■ **Set problem**
Output as a JSON list of strings the lines of the items below, starting at the line that contains "of the orange" and ending at the line that contains "[[462, 227], [172, 356]]". Give one string per line, leave out blank lines, and include only those lines.

== Extracted records

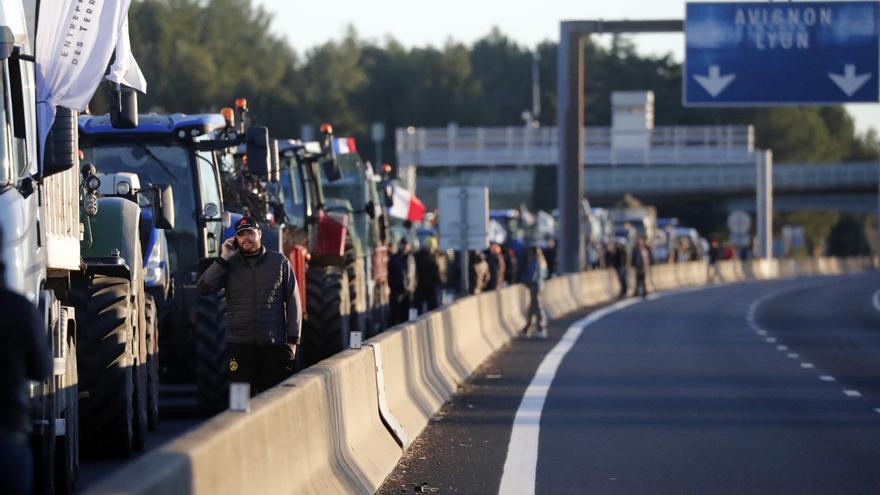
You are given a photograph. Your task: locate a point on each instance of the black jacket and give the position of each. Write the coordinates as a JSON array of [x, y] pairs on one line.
[[262, 298]]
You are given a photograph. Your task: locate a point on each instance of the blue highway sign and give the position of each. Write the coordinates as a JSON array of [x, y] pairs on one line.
[[781, 53]]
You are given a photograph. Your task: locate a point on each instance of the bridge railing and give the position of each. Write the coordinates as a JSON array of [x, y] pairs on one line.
[[487, 146]]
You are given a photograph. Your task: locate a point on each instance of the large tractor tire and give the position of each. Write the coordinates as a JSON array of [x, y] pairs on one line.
[[105, 334], [212, 377], [140, 425], [325, 332], [152, 361]]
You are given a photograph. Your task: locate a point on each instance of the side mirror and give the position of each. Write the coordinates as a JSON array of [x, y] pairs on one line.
[[274, 162], [257, 149], [7, 42], [123, 110], [163, 207], [62, 144]]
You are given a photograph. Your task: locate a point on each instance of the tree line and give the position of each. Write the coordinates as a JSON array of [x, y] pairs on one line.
[[199, 55]]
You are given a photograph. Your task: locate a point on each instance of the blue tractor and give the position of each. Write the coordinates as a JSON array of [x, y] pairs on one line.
[[187, 153]]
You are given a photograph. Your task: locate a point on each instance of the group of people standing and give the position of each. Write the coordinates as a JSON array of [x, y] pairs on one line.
[[641, 259], [417, 279]]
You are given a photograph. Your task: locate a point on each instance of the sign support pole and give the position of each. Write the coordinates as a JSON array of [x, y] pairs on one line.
[[764, 206], [570, 121]]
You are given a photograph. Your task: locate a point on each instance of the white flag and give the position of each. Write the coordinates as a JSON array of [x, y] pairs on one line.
[[125, 69], [74, 43]]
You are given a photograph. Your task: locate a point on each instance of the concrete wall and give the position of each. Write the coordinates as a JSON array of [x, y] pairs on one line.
[[342, 425]]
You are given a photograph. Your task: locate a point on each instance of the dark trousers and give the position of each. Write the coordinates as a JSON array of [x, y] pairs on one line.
[[621, 276], [16, 464], [263, 366], [641, 288], [430, 299], [400, 304]]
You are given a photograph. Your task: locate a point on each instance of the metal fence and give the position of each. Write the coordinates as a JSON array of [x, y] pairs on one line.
[[494, 146]]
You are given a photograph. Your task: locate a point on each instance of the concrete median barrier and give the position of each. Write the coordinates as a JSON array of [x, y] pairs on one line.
[[318, 432], [342, 425]]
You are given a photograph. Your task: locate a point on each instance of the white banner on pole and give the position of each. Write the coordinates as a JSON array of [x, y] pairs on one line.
[[75, 40], [125, 69]]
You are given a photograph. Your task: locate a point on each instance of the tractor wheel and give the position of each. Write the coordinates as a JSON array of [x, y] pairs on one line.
[[327, 327], [105, 332], [212, 378], [152, 361]]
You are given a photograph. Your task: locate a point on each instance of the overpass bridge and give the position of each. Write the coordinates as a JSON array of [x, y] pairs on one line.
[[692, 163]]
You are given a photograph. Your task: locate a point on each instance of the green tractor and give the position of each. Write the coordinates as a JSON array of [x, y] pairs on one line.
[[335, 220]]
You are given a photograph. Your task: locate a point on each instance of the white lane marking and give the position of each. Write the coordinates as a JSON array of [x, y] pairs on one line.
[[522, 451]]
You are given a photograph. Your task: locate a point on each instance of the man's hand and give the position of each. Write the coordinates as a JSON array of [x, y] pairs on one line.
[[228, 248]]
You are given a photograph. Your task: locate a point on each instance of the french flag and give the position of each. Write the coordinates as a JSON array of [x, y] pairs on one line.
[[406, 205]]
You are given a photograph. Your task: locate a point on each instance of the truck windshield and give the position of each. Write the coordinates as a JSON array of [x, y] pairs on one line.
[[294, 197], [155, 162]]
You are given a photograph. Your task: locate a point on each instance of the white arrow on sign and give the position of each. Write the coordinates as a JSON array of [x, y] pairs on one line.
[[849, 82], [714, 83]]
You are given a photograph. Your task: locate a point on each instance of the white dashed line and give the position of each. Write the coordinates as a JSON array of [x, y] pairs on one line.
[[521, 464]]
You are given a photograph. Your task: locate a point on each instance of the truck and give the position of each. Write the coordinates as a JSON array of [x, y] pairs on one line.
[[77, 257], [187, 153]]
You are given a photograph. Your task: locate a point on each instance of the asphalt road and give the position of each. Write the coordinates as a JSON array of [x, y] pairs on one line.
[[766, 387]]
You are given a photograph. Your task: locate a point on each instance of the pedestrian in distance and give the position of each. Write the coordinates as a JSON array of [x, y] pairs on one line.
[[615, 259], [714, 273], [428, 281], [641, 262], [497, 266], [478, 273], [25, 354], [536, 272], [263, 307], [402, 281]]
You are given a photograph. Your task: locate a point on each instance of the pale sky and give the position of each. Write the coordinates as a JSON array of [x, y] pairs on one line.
[[419, 23]]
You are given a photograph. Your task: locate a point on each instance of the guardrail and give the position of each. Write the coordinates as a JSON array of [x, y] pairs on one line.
[[493, 146], [342, 425]]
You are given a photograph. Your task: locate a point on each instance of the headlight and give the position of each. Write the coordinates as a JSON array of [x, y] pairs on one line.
[[123, 188], [90, 204], [93, 183], [153, 267]]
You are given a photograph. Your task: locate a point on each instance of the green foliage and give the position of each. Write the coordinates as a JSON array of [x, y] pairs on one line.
[[199, 55]]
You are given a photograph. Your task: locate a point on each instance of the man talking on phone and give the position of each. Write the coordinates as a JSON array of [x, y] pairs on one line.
[[263, 309]]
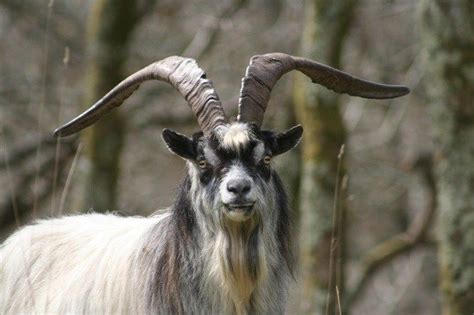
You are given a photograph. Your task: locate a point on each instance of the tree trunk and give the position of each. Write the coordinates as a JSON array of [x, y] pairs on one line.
[[448, 38], [111, 23], [325, 26]]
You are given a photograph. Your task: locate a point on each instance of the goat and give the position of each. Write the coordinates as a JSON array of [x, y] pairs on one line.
[[223, 247]]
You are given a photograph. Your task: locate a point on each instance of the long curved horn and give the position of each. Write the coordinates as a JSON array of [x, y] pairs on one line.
[[265, 70], [183, 73]]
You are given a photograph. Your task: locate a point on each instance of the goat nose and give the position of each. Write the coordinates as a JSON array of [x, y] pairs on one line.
[[238, 186]]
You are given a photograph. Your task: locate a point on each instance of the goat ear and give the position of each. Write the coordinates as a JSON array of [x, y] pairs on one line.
[[179, 144], [287, 140]]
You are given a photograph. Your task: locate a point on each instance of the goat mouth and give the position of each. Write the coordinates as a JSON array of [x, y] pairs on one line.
[[239, 212]]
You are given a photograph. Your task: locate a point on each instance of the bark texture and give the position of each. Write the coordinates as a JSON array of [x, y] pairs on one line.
[[111, 23], [448, 31], [317, 109]]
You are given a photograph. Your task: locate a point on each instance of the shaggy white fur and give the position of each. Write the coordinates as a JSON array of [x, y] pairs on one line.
[[70, 265]]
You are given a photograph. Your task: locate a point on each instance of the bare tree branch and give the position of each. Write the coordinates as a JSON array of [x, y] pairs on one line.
[[415, 235], [21, 204]]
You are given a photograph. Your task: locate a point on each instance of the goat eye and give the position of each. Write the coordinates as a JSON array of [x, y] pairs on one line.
[[202, 164]]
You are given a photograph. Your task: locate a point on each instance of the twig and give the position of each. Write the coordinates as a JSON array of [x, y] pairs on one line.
[[205, 35], [13, 209], [401, 243], [68, 179], [335, 221]]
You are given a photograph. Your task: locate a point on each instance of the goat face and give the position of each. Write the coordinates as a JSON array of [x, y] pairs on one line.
[[231, 169]]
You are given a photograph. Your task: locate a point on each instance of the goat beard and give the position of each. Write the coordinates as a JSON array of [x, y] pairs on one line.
[[238, 259]]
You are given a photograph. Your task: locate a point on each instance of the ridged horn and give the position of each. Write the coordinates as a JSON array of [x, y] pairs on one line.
[[182, 73], [265, 70]]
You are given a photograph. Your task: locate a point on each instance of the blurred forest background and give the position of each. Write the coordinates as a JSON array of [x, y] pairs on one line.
[[404, 242]]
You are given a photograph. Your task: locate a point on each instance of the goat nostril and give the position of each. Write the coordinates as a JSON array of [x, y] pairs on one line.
[[238, 187]]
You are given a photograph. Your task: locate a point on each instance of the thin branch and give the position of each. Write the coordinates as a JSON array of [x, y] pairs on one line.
[[415, 235], [335, 231], [25, 150], [209, 30], [15, 208]]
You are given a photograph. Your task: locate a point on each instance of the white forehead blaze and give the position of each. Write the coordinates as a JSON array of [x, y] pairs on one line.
[[258, 152], [237, 136]]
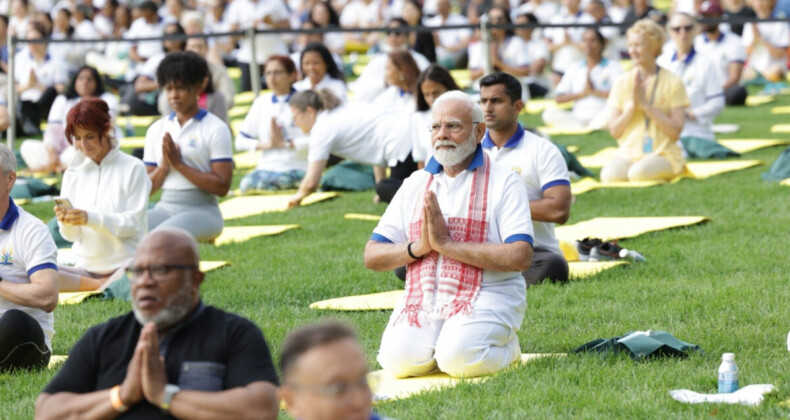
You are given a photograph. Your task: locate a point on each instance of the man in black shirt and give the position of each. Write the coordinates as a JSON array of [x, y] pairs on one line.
[[172, 356]]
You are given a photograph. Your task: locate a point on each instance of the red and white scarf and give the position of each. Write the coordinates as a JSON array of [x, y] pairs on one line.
[[458, 282]]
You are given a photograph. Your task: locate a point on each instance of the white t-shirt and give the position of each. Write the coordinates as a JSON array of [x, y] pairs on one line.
[[540, 165], [704, 88], [338, 87], [777, 34], [358, 132], [203, 140], [507, 215], [568, 54], [49, 72], [142, 29], [574, 80], [256, 128], [371, 82], [450, 37], [727, 49], [244, 13], [27, 247]]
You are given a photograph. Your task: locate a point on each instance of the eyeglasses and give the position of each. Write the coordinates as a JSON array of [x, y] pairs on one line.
[[336, 390], [453, 127], [158, 273], [677, 29]]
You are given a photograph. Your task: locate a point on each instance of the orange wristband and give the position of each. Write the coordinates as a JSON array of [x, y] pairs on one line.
[[116, 401]]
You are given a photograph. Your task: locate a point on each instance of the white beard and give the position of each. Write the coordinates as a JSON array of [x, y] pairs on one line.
[[456, 155]]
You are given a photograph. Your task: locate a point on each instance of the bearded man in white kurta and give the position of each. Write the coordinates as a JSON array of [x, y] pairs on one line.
[[462, 227]]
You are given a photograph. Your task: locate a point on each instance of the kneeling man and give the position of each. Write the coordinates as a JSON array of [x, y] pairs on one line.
[[462, 226], [171, 356]]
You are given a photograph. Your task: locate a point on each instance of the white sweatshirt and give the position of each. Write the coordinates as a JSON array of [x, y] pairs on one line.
[[115, 195]]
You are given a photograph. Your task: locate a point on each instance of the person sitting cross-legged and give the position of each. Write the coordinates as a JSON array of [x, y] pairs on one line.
[[462, 225], [539, 164], [171, 356]]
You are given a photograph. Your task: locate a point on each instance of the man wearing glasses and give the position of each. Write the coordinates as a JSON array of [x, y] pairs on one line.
[[462, 227], [172, 356]]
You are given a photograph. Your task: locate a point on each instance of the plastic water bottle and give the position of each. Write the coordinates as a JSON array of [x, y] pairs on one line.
[[728, 374], [627, 253]]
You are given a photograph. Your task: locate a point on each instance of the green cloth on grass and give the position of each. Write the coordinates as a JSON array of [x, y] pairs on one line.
[[348, 176], [641, 345], [780, 169], [699, 148]]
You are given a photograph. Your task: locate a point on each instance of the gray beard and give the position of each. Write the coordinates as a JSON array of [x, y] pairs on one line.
[[176, 308]]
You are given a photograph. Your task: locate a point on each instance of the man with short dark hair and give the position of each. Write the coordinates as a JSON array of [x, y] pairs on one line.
[[539, 164], [171, 356], [28, 280], [325, 374]]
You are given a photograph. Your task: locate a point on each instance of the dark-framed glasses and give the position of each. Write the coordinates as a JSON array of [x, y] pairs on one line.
[[158, 273]]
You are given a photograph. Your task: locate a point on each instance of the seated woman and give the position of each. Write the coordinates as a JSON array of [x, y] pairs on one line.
[[54, 153], [320, 71], [268, 127], [188, 154], [702, 81], [587, 84], [353, 131], [648, 107], [400, 76], [431, 84], [108, 191]]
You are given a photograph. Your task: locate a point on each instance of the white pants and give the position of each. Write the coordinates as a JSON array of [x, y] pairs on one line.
[[555, 117], [480, 343]]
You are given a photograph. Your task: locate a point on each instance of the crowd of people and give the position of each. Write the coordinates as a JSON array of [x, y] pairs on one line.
[[473, 195]]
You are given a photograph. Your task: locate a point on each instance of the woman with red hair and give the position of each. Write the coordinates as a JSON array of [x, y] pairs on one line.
[[108, 193]]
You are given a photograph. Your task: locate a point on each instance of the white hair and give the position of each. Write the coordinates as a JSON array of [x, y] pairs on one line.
[[458, 96], [7, 159]]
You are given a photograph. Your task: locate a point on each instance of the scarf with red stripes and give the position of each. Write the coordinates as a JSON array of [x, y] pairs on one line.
[[458, 284]]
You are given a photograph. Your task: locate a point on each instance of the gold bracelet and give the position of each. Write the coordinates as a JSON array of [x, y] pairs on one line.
[[116, 401]]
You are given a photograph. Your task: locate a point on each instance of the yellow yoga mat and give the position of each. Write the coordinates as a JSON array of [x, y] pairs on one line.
[[136, 120], [565, 131], [750, 145], [756, 100], [132, 142], [387, 300], [536, 106], [236, 234], [780, 128], [622, 227], [599, 158], [366, 217], [246, 160], [239, 207], [387, 388], [239, 111], [56, 360]]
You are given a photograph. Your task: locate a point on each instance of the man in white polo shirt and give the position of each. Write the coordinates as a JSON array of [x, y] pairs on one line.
[[462, 226], [538, 163], [727, 51], [28, 280]]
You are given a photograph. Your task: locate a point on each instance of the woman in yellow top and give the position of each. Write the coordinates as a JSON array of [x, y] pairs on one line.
[[648, 105]]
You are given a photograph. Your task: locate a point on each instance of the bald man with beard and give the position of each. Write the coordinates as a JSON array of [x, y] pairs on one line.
[[172, 356]]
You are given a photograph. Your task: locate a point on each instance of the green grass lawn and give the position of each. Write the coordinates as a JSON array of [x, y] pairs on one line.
[[721, 285]]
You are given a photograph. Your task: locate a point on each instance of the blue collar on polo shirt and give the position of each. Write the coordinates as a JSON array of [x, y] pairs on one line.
[[287, 98], [10, 215], [689, 57], [435, 167], [512, 141], [197, 117]]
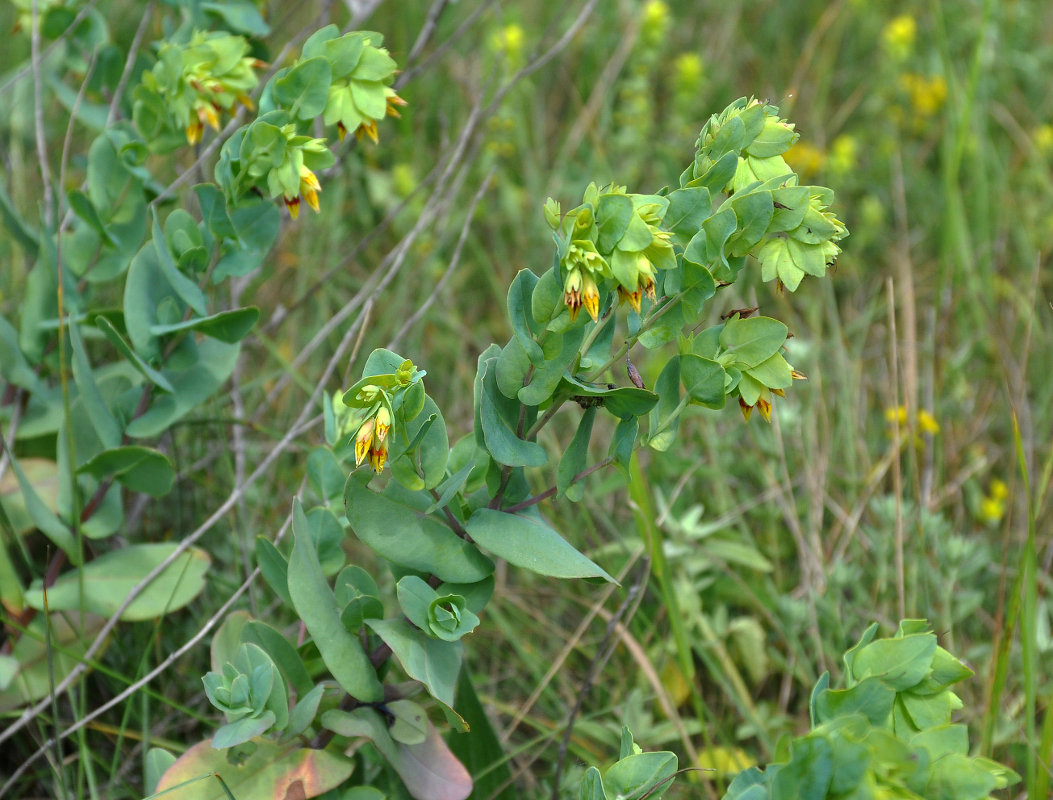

====

■ **Answer in full**
[
  "You are given a photograph. Your task: locate a point on each instance of the orange wristband and give the position of each. Write the coordinates as a JSON array of [x, y] pairs on one line.",
  "[[116, 401]]",
  "You are given a photograph. Your task: locate a point on each instance of the white beard and give the position of each. Write the coordinates as a JSON array of [x, y] pairs on one line.",
  "[[456, 155]]",
  "You are given a photograph. Your task: locate a point on each instance of the bearded man in white kurta and give the position of each. Write the coordinates as a JSON array of [x, y] pairs on one line.",
  "[[462, 227]]",
  "You are given a photograph. Your task: locate a point on each instance of the kneeling man and give the position of each. Write the coordinates as a JSON array of [x, y] pairs on one line.",
  "[[462, 226], [171, 356]]",
  "You are given a photograph. Your task: locate a point on each instance of the white sweatshirt and give the position of each. Write the coordinates as a JSON array of [x, y] pairs on one line.",
  "[[115, 195]]",
  "You are given a photograph. Your task: locate a point on each instance of the person sitting cross-legged and give the position of each. Write the coordinates as a JSON array of [x, y] pairs on one line.",
  "[[462, 225], [539, 164], [171, 356]]",
  "You are given a photograph. Your task: locate a point on each instance of the man wearing glasses and give the position of each. Write the coordinates as a JSON array of [x, y] pairs on one line.",
  "[[462, 227], [172, 356]]"
]